§ Problem statement: Write out the listing below as a numbered list with one line per item, skipping blank lines and leaving the pictures out.
※
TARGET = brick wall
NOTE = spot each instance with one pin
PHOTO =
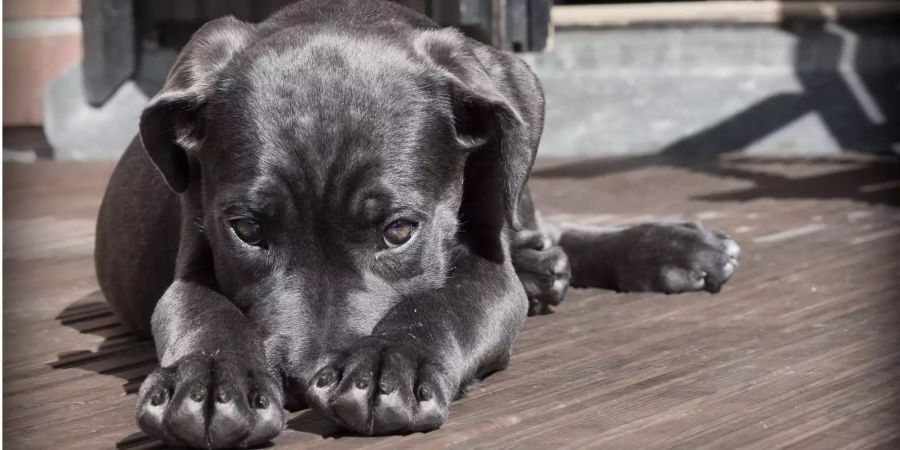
(41, 39)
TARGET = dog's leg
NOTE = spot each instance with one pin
(213, 389)
(541, 265)
(403, 377)
(655, 257)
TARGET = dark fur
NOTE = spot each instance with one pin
(325, 123)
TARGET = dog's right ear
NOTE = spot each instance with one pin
(173, 123)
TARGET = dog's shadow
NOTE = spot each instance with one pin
※
§ Result of this exercise:
1. TARGET = brick wall
2. NOTE = spot each instance with one pin
3. PHOTO =
4. (41, 39)
5. TARGET = dog's leg
6. NOTE = spot each instance with one pin
7. (213, 389)
8. (541, 265)
9. (403, 377)
10. (655, 257)
11. TARGET = dark fur
12. NOTE = spot each instance with one pin
13. (325, 123)
14. TARGET = dog's right ear
15. NOTE = spot each instance with one pin
16. (173, 123)
17. TARGET = dog's shadow
18. NOTE = spot each instance with one pin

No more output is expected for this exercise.